«Manche tun nicht mehr als unbedingt nötig»
30.04.2021 Baselbiet, RegionGewerkschafter Marco Geu über den Schutz von Arbeitnehmenden in der Pandemie
In den Strassen von Basel und Liestal wird morgen der 1. Mai begangen. Umstritten ist, ob es in Zeiten der Pandemie nicht eher solidarisch wäre, den Demos fernzubleiben. Gewerkschafter Marco Geu über Sorgen und ...
Gewerkschafter Marco Geu über den Schutz von Arbeitnehmenden in der Pandemie
In den Strassen von Basel und Liestal wird morgen der 1. Mai begangen. Umstritten ist, ob es in Zeiten der Pandemie nicht eher solidarisch wäre, den Demos fernzubleiben. Gewerkschafter Marco Geu über Sorgen und Enttäuschungen des Pflegepersonals.
Sebastian Schanzer
Herr Geu, Sie sind in der Syna-Zentrale für den Detailhandel und das Gesundheitswesen zuständig. Haben Sie seit den ersten getroffenen Massnahmen gegen die Ausbreitung von Covid-19 einen Mitgliederzulauf erfahren?
+++
## Aufgaben
(1) Wie lautet der Satz „Herr Geu, Sie sind in der Syna-Zentrale für den Detailhandel und das Gesundheitswesen zuständig.“ aus dem Interview mit Marco Geu auf Englisch?
(2) Könnten Sie aus dem Interview mit Marco Geu den Abschnitt abschreiben, der mit „Sebastian Schanzer“ beginnt und mit „einen Mitgliederzulauf erfahren?“ endet?
+++
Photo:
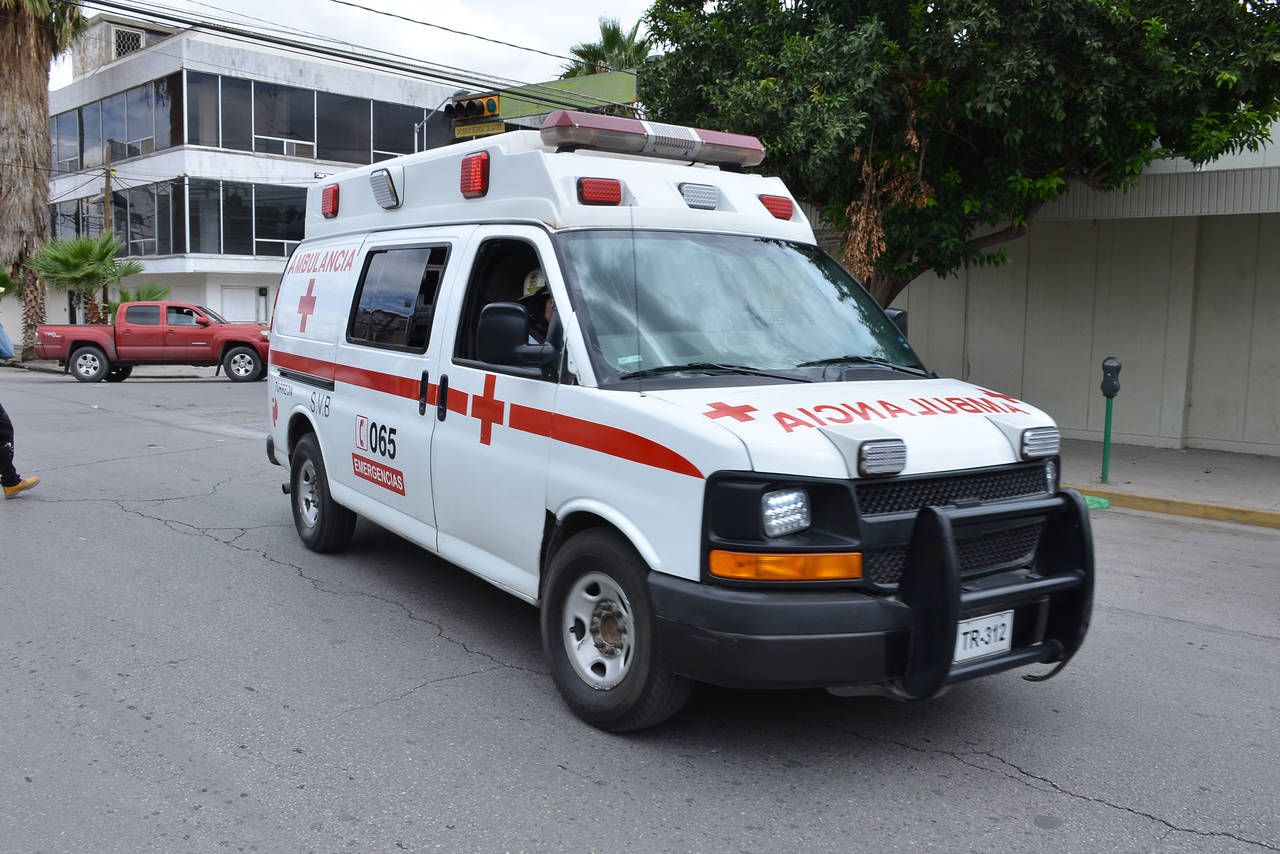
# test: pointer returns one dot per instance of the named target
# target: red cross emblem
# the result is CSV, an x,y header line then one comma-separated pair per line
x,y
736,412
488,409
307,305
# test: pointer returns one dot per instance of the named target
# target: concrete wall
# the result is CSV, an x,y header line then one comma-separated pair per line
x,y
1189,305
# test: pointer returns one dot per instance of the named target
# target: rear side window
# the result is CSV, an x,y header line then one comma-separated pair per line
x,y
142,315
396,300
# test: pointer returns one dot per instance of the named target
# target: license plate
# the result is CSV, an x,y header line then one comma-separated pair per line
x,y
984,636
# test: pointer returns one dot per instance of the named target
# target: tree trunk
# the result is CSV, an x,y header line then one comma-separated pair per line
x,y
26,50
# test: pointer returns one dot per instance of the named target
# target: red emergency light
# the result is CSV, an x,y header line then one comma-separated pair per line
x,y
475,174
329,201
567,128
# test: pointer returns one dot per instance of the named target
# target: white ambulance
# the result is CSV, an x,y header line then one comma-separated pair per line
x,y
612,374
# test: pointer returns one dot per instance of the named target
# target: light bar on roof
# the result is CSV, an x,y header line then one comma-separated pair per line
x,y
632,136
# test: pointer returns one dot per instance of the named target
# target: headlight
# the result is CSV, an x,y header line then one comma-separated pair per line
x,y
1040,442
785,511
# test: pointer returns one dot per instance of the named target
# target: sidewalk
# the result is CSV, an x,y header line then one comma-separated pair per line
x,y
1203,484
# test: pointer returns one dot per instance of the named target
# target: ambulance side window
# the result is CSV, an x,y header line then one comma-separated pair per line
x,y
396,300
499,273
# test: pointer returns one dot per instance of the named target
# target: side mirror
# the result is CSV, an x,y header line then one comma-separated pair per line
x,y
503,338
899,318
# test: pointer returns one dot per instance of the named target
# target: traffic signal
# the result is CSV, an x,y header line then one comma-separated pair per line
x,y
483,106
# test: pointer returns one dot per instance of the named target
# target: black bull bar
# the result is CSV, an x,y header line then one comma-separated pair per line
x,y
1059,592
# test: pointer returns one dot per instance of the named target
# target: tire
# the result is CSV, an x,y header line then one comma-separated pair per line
+++
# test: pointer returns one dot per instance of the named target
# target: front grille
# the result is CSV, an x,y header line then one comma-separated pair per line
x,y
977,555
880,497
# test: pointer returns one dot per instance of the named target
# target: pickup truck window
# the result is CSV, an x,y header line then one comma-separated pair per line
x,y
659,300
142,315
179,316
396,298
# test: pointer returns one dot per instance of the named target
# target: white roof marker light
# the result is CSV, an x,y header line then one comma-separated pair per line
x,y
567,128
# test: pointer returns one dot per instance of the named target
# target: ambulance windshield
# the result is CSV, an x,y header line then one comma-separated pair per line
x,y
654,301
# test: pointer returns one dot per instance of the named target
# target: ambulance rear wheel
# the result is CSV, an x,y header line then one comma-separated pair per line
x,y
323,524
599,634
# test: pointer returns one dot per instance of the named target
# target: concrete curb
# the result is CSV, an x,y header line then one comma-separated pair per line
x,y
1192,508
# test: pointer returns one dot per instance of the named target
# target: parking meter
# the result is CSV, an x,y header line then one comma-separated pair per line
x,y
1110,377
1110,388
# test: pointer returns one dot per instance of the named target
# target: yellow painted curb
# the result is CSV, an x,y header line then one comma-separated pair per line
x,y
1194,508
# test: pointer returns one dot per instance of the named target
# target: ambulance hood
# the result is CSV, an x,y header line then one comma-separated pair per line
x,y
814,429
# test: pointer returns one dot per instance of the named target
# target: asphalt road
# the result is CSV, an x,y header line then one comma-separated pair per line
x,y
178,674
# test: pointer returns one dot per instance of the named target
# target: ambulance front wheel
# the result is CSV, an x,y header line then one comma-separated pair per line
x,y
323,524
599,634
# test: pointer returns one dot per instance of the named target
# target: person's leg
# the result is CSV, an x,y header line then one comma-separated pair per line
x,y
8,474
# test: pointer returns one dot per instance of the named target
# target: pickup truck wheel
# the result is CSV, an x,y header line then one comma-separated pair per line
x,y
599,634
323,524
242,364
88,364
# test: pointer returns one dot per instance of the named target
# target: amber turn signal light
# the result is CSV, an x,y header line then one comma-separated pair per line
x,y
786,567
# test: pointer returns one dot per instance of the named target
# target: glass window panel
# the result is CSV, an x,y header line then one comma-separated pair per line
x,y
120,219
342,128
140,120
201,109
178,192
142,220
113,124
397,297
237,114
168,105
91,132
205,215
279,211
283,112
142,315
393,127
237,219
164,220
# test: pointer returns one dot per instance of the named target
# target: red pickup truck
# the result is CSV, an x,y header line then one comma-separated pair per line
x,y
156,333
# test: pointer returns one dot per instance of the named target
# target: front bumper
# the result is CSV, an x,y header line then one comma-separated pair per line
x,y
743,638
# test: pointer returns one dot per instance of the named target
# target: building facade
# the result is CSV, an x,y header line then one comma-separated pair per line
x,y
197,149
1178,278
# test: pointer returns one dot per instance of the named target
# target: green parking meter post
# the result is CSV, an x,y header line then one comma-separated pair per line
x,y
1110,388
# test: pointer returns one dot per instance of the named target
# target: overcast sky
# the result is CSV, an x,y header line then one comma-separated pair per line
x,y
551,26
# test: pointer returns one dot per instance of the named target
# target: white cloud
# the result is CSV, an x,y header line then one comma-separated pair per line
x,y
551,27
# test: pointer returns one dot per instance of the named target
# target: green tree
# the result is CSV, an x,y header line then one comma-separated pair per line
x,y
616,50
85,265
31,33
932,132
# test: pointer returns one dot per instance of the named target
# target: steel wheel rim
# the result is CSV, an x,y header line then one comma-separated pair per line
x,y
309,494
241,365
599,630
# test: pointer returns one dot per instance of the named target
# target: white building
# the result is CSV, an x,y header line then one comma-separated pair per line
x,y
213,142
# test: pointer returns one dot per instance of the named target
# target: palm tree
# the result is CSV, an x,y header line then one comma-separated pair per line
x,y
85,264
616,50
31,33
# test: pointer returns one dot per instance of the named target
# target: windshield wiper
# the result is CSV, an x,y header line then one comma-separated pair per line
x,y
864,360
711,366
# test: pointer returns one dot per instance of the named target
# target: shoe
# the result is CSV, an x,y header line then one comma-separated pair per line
+++
## Antworten
(1) Mr. Geu, at the Syna headquarters you are responsible for retail and health care.

(2)
Sebastian Schanzer
Herr Geu, Sie sind in der Syna-Zentrale für den Detailhandel und das Gesundheitswesen zuständig. Haben Sie seit den ersten getroffenen Massnahmen gegen die Ausbreitung von Covid-19 einen Mitgliederzulauf erfahren?